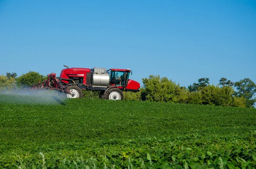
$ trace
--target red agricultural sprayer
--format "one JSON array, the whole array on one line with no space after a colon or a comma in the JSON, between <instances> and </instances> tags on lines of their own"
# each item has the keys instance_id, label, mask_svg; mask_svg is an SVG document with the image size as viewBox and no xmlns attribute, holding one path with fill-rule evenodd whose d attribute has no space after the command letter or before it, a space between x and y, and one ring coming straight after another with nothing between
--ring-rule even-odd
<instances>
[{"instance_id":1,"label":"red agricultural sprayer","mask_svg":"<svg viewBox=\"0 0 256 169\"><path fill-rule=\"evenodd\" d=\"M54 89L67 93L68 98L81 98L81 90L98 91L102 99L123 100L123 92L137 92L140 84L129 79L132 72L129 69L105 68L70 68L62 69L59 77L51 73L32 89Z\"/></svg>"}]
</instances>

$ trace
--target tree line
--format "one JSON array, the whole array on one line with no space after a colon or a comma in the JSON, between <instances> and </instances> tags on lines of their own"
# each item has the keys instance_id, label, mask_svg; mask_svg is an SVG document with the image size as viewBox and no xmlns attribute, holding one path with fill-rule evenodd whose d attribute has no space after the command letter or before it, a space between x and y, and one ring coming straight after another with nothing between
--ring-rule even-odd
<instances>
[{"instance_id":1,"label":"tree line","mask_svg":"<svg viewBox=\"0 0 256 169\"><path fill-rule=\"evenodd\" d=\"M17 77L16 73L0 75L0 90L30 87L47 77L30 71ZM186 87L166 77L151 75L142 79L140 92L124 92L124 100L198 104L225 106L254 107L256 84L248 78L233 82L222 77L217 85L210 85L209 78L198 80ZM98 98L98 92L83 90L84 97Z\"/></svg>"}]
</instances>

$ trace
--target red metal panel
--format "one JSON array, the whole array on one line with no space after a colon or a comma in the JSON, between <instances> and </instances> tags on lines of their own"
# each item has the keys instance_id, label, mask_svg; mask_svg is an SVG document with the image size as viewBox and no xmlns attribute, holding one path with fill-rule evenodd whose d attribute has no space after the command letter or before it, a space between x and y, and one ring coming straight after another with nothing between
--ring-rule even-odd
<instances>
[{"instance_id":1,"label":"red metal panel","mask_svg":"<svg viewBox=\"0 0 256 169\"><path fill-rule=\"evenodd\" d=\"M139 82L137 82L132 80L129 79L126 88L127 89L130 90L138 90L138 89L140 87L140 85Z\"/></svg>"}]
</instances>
==
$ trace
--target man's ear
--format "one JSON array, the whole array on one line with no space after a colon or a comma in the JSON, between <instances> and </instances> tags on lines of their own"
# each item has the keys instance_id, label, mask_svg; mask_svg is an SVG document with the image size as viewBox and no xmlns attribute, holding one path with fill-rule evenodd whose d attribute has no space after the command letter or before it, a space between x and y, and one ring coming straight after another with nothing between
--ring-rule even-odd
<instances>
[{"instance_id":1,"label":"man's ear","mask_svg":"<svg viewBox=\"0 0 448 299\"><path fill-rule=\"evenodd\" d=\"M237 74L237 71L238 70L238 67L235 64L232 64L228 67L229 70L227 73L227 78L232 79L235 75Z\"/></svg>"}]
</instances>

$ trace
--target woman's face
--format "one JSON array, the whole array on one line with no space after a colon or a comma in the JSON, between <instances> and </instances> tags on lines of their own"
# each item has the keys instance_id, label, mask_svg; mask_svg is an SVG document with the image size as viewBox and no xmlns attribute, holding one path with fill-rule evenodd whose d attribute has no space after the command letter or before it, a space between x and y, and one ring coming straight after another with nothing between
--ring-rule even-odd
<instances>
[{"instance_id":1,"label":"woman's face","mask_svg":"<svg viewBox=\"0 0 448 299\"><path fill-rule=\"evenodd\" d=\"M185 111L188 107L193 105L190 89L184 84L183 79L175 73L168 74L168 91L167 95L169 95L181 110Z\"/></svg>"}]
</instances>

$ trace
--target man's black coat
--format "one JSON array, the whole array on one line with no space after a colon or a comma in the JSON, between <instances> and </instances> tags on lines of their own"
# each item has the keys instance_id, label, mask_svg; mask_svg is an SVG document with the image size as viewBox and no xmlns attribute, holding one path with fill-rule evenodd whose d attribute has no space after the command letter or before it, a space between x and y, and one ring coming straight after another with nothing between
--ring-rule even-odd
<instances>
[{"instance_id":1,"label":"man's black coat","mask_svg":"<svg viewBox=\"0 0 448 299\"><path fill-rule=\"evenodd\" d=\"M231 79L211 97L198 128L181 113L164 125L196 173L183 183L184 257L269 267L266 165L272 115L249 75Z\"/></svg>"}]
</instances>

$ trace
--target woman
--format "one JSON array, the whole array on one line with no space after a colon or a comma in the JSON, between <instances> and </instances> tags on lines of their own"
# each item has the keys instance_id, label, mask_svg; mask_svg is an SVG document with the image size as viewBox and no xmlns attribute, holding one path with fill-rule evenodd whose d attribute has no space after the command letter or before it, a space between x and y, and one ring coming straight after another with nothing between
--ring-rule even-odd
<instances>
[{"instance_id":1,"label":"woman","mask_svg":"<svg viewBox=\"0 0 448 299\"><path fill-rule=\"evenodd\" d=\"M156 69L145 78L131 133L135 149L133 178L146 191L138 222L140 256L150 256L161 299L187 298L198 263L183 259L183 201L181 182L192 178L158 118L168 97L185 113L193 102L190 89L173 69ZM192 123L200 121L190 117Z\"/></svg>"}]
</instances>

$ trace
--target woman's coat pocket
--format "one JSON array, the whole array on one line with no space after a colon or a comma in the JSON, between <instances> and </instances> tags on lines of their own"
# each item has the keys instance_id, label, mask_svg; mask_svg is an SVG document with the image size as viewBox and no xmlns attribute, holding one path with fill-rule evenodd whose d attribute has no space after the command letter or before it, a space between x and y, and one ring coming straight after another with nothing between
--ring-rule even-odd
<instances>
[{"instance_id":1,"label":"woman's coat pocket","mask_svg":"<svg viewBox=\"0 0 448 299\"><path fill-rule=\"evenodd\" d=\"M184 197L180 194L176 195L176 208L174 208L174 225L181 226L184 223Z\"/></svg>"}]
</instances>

Brief. List each line of the entries above that contains the string "target", treating uppercase and lowercase as different.

Worked answer.
--target red agricultural sprayer
--target tree line
--target red metal panel
--target man's ear
--target woman's face
--target man's black coat
--target woman
--target woman's coat pocket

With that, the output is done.